EXTRACT
++++++++++++++++++++

Slashdot Mirror


User: danheskett

danheskett's activity in the archive.

Stories
0
Comments
1,393
First seen
Last seen
Profile
(view on slashdot.org)

Comments · 1,393

  1. Re:Ambiguous praise on Hotmail To Junk Non-Sender-ID Mail · · Score: 2, Insightful

    That's untrue!

    It will stop SPAM that is from a forged sender, which is a non-trivial amount.

    Meaning, I can't send you a message purporting to be from billgates@microsoft.com, which is how things are right now.

    Look over your SPAM headers, and you'll see, most of the return-addresses do not match the machine that relayed the message.

  2. Re:And you're surprised by this... on Microsoft Cuts Anti-Virus Support For Unix / Linux · · Score: 4, Interesting

    Not really...
    For example, When Chrysler and Dailmer merged, did they drop redudant lines, and stop production of cars that compete with our products of the new merged company? You bet.

    Second, MS did not purchase this other maker to "stop them from making producting for a competing operating system". Clearly, MS purchased them for their head-start on MS's own platform. It actually does make a difference.

    Third and finally, one thing to note is that when the DOJ's consent decree with MS expires it will no longer be assumed that MS is a monopoly to the DOJ, meaning anything that requires that for a basis will have to be litigated from scratch, with MS being proven a monpoly in desktop OS's. With the state of the market it will prove prodigiously hard to prove that: between Linux and Mac Windows pretty clearly does not have a monopoly.

++++++++++++++++++++

PROVIDED DATA
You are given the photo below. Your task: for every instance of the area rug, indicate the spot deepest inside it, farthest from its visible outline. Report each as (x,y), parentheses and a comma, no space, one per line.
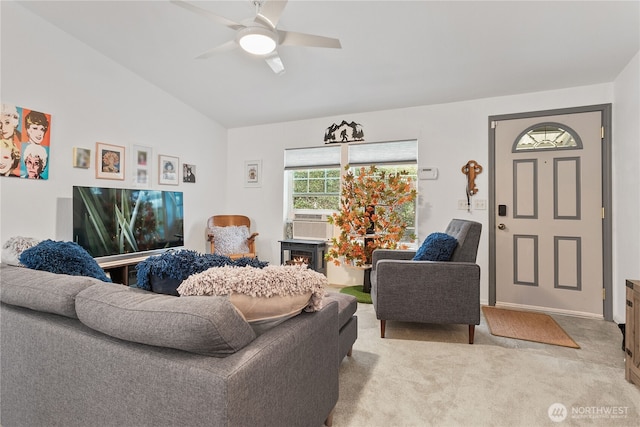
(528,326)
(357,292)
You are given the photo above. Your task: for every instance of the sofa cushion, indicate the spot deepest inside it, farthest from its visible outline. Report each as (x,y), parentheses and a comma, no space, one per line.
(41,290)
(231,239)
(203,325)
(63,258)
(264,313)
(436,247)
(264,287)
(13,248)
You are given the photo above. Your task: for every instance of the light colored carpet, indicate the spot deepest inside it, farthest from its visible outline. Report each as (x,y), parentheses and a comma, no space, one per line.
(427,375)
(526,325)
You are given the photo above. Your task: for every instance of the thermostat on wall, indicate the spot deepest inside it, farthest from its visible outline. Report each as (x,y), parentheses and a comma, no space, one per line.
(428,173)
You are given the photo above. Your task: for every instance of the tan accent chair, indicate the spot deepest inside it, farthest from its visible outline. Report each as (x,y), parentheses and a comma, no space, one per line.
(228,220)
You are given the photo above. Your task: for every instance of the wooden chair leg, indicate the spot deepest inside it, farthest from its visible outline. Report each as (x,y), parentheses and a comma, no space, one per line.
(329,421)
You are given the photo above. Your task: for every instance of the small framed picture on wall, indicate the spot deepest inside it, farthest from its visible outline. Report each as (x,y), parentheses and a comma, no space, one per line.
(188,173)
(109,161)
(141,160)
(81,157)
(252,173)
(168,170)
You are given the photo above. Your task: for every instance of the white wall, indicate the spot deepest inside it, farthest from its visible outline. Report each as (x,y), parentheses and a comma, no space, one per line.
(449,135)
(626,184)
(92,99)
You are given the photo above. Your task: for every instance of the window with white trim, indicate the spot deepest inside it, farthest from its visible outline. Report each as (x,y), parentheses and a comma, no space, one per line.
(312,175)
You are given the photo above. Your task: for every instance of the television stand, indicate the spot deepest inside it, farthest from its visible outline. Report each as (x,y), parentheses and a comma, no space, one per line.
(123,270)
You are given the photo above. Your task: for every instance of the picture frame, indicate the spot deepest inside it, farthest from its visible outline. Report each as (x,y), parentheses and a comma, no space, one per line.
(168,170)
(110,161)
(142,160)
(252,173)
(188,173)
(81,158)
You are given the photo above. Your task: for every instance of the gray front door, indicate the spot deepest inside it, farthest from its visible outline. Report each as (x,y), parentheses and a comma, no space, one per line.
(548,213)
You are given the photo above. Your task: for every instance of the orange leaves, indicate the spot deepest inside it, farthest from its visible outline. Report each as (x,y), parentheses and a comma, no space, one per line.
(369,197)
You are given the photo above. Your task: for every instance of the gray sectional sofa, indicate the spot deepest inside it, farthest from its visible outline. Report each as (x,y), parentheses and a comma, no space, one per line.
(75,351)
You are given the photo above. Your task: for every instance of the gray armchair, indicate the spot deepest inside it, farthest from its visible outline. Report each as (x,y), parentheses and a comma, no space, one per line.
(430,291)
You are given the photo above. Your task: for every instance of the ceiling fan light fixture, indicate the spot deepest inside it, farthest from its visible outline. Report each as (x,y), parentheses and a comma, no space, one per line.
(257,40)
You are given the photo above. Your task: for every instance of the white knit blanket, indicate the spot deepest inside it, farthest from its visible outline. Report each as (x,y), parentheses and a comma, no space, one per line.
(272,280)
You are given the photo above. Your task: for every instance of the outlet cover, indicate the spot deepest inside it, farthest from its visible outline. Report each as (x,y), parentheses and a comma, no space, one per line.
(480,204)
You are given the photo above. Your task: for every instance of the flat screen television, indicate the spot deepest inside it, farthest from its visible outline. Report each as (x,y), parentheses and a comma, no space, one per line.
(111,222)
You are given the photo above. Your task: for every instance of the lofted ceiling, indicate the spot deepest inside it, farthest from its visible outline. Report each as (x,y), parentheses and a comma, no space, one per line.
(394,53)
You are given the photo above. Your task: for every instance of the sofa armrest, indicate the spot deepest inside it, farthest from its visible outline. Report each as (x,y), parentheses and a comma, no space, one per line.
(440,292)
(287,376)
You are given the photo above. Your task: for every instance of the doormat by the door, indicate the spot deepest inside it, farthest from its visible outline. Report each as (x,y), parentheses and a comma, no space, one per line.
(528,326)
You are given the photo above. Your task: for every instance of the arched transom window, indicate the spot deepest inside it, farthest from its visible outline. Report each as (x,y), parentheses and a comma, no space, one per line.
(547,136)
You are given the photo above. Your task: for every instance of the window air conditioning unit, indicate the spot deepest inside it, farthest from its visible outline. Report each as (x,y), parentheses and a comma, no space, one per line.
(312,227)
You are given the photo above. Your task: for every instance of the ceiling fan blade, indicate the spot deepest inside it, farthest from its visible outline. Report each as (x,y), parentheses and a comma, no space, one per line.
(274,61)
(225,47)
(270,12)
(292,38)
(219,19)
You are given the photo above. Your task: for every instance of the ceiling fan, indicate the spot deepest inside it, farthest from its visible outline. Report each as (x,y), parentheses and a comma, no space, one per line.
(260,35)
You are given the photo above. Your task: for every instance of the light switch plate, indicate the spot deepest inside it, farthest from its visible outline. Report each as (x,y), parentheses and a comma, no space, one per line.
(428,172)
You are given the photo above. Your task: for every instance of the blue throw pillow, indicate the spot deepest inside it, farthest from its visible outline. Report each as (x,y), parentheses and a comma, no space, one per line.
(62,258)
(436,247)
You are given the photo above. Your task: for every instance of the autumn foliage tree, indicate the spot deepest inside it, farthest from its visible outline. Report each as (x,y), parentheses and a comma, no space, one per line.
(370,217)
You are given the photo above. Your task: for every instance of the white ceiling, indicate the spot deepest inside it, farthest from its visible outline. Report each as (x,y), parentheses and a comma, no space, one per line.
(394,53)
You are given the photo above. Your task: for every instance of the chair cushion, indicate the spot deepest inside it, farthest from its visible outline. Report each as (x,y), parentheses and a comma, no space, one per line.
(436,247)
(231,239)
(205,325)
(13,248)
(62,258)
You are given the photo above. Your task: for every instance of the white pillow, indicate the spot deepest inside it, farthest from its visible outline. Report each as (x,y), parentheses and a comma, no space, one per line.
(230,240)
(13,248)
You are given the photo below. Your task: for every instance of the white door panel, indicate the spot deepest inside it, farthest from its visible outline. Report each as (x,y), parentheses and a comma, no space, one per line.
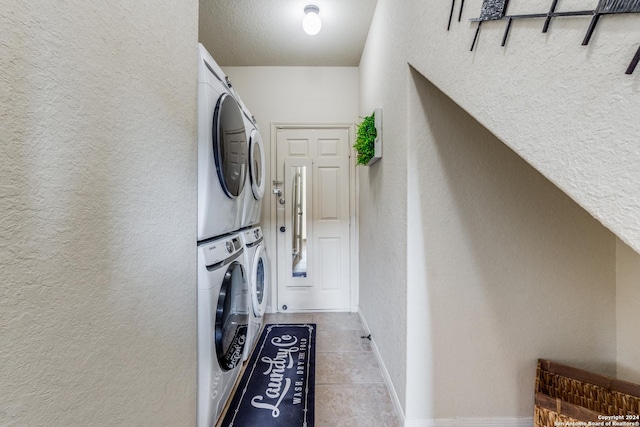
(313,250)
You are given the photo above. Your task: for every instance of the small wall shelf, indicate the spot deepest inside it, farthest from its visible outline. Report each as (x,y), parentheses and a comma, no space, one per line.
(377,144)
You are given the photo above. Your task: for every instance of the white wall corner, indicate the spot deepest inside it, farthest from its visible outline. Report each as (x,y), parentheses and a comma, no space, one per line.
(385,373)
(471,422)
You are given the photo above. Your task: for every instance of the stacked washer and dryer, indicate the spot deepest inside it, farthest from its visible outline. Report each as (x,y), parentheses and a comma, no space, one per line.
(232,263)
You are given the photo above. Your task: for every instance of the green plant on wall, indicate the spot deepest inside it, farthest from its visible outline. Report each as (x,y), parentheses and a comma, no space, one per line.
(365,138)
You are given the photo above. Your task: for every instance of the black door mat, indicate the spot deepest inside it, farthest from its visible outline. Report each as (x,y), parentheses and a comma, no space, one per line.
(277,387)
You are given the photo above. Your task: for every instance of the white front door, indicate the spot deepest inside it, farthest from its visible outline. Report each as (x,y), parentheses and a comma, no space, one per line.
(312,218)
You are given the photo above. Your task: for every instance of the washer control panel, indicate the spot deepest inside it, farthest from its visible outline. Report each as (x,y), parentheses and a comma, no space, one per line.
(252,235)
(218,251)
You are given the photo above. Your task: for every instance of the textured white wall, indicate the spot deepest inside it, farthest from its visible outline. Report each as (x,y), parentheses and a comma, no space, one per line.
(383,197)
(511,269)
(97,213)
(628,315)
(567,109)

++++++++++++++++++++

QUESTIONS TO ANSWER
1) Duplicate the part of the Slashdot comments page that opens with the words containing "Not really..." and closes with "make a difference.".
2) On the Slashdot comments page, what sender address does the first comment use as an example of a forged sender?
3) Decide whether each statement agrees with the Slashdot comments page. Answer yes or no, and quote the deciding words.
(a) The first comment says most return-addresses in SPAM headers do not match the machine that relayed the message.
(b) The second comment says Microsoft bought the other maker to stop it from making products for a competing operating system.
(c) The second comment says Windows clearly holds a desktop monopoly.

EXPECTED OUTPUTS
1)
Not really...
    For example, When Chrysler and Dailmer merged, did they drop redudant lines, and stop production of cars that compete with our products of the new merged company? You bet.

    Second, MS did not purchase this other maker to "stop them from making producting for a competing operating system". Clearly, MS purchased them for their head-start on MS's own platform. It actually does make a difference.

2) billgates@microsoft.com

3)
(a) Yes: "most of the return-addresses do not match the machine that relayed the message."
(b) No: "Clearly, MS purchased them for their head-start on MS's own platform."
(c) No: "between Linux and Mac Windows pretty clearly does not have a monopoly."